### Extracted text
—————
Question

Frank chooses a box at random. If boxes 1 and 3 are chosen, Frank extracts 2 balls without replacement. If box 2 is chosen Frank extracts 2 balls with replacement. USE ONLY THE CONDITIONAL PROBABILITY FORMALISM and derive an expression for the probability that the 2 extracted balls are red.

Answer 1

Complete question:

Consider 3 boxes, each of which contains 4 balls in particular, box 1 contains 4 white balls, box 2 contains 3 white balls and 1 red ball, box 3 contains 2 white balls and 2 red balls. Frank chooses a box at random. If boxes 1 and 3 are chosen, Frank extracts 2 balls without replacement. If box 2 is chosen Frank extracts 2 balls with replacement. USE ONLY THE CONDITIONAL PROBABILITY FORMALISM and derive an expression for the probability that the 2 extracted balls are red.

Answer:

11/288

Step-by-step explanation:

We are given:

Box 1: ( 4White, ORed)

Box 2: (3White, 1Red)

Box 3: (2White, 2 Red)
—————
### Provided material
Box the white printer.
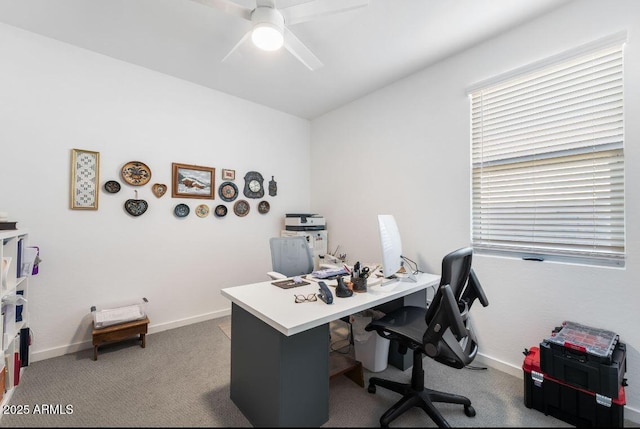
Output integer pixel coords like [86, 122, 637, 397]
[284, 213, 327, 231]
[280, 213, 328, 270]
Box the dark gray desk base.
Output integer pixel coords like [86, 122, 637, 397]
[230, 289, 427, 427]
[231, 304, 329, 427]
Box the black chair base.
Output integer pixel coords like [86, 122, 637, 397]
[368, 350, 476, 428]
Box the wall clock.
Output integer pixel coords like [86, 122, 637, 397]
[218, 182, 238, 202]
[233, 200, 250, 217]
[244, 171, 264, 198]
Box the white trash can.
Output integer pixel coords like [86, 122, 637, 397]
[349, 310, 390, 372]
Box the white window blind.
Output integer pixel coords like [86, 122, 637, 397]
[470, 43, 625, 266]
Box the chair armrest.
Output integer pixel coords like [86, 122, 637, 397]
[267, 271, 287, 280]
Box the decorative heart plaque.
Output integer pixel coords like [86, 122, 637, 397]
[151, 183, 167, 198]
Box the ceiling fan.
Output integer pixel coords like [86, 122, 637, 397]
[193, 0, 369, 70]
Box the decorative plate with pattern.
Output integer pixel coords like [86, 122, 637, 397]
[173, 204, 190, 217]
[213, 204, 227, 217]
[258, 201, 271, 214]
[196, 204, 209, 217]
[122, 161, 151, 186]
[104, 180, 120, 194]
[218, 182, 238, 202]
[233, 200, 251, 217]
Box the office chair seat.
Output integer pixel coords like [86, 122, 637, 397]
[365, 248, 489, 427]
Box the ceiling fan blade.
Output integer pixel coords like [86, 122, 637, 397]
[191, 0, 253, 21]
[278, 0, 369, 25]
[222, 29, 253, 62]
[256, 0, 276, 9]
[284, 27, 324, 71]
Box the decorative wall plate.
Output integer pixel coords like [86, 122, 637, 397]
[151, 183, 167, 198]
[233, 200, 251, 217]
[258, 201, 271, 214]
[104, 180, 120, 194]
[196, 204, 209, 217]
[243, 171, 264, 198]
[173, 204, 190, 217]
[122, 161, 151, 186]
[218, 182, 238, 202]
[124, 198, 149, 216]
[213, 204, 227, 217]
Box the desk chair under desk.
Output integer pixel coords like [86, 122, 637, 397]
[221, 273, 440, 427]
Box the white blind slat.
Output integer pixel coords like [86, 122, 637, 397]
[471, 44, 625, 265]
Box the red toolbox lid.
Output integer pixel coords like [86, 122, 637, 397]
[545, 321, 618, 358]
[522, 346, 540, 372]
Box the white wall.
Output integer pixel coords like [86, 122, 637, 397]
[311, 0, 640, 421]
[0, 24, 310, 361]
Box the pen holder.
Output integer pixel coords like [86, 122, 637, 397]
[351, 277, 367, 293]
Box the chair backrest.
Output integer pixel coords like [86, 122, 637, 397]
[425, 247, 473, 324]
[423, 248, 489, 368]
[269, 236, 313, 277]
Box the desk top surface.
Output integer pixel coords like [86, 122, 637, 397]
[221, 273, 440, 336]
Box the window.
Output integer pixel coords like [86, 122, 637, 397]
[470, 39, 625, 266]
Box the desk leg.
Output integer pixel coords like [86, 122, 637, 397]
[230, 304, 329, 427]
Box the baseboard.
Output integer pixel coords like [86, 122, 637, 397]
[29, 309, 231, 362]
[474, 353, 640, 423]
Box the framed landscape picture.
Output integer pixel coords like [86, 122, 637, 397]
[222, 168, 236, 180]
[171, 162, 216, 200]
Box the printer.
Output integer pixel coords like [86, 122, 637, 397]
[280, 213, 328, 270]
[284, 213, 327, 231]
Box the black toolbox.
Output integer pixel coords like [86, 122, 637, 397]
[522, 347, 626, 427]
[540, 322, 627, 399]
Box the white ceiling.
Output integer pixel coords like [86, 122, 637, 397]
[0, 0, 571, 119]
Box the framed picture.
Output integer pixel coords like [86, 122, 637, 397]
[171, 162, 216, 200]
[222, 168, 236, 180]
[71, 149, 100, 210]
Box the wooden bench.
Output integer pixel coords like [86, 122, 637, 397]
[92, 317, 149, 360]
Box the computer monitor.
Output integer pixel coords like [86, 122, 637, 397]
[378, 215, 416, 285]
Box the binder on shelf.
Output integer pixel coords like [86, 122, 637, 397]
[19, 246, 40, 277]
[4, 353, 13, 390]
[20, 328, 31, 367]
[16, 238, 23, 278]
[12, 352, 21, 387]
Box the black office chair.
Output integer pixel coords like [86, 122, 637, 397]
[365, 248, 489, 427]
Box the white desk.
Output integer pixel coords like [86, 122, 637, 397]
[221, 273, 440, 427]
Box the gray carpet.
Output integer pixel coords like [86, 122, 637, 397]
[0, 317, 637, 427]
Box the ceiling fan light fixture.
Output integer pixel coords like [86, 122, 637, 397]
[251, 6, 284, 51]
[251, 23, 284, 51]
—————
### Goal A
In the listing, write out again the lines from the line with "Box the decorative heart plaque." to the line with "[269, 236, 313, 277]", with "ceiling fan" renamed to "overhead fan" and everything else left unchanged.
### Goal B
Take the worked solution on drawing two red balls from three boxes further, continuing from its last line.

### Answer A
Box the decorative heart plaque.
Output integer pixel coords like [86, 122, 637, 397]
[151, 183, 167, 198]
Box the overhead fan.
Output integer pixel coords like [86, 122, 637, 397]
[193, 0, 369, 70]
Box the decorative plate with pattern.
Output integer pixel coords like [86, 122, 637, 397]
[173, 204, 190, 217]
[213, 204, 227, 217]
[258, 201, 271, 214]
[196, 204, 209, 217]
[122, 161, 151, 186]
[104, 180, 120, 194]
[218, 182, 238, 202]
[233, 200, 251, 217]
Box the office chair seat.
Output integer pixel coords like [86, 122, 637, 397]
[365, 248, 489, 427]
Box the overhead fan blade.
Output integer pixel coords like [86, 122, 637, 397]
[191, 0, 253, 21]
[278, 0, 369, 25]
[222, 29, 253, 62]
[256, 0, 276, 9]
[284, 27, 324, 71]
Box the decorative wall plate.
Output integer pixel coords like [86, 122, 637, 397]
[151, 183, 167, 198]
[233, 200, 251, 217]
[258, 201, 271, 214]
[104, 180, 120, 194]
[196, 204, 209, 217]
[243, 171, 264, 198]
[173, 204, 190, 217]
[122, 161, 151, 186]
[218, 182, 238, 202]
[124, 198, 149, 216]
[213, 204, 227, 217]
Box the desk chair under desk.
Output integer pixel coords like [86, 122, 637, 397]
[221, 273, 440, 427]
Box the white blind slat.
Output integer pixel coords like [86, 122, 637, 397]
[471, 44, 625, 265]
Box the red toolbox lid.
Output integer pixel coords like [86, 122, 637, 397]
[545, 321, 618, 358]
[522, 346, 540, 372]
Box the white wall.
Output integer pixel coords like [86, 122, 637, 397]
[311, 0, 640, 421]
[0, 24, 310, 361]
Box the pen holder.
Output integer pixel coords like [86, 122, 637, 397]
[351, 277, 367, 293]
Box the chair backrest.
Output integer pixel coords like [86, 122, 637, 397]
[425, 247, 473, 324]
[423, 248, 489, 368]
[269, 236, 313, 277]

### Answer B
We are told that if Frank choose from Box 1 and Box 3, 2 balls are extracted without replacement.

Since there is no red ball in Box 1, there is no way 2 red balls will come out from Box1.

Our Event, E = getting 2 red balls.

Now Box 1 is ruled out, we have:

P[E(B1)]= 0

P[E/B3)] = (2 2) / (4 2)

= 1/6

If box 2 is chosen, 2 balls are extracted with replacement. Therefore for Box 2:

P(E/B2) = (1/4) *(1/4)

= 1/16

Therefore probability that 2 balls extracted are red, we have:

P(E)=P(E/B1) P(B1) + P(E/B2) P(B2)+P(E/B3) P(B3)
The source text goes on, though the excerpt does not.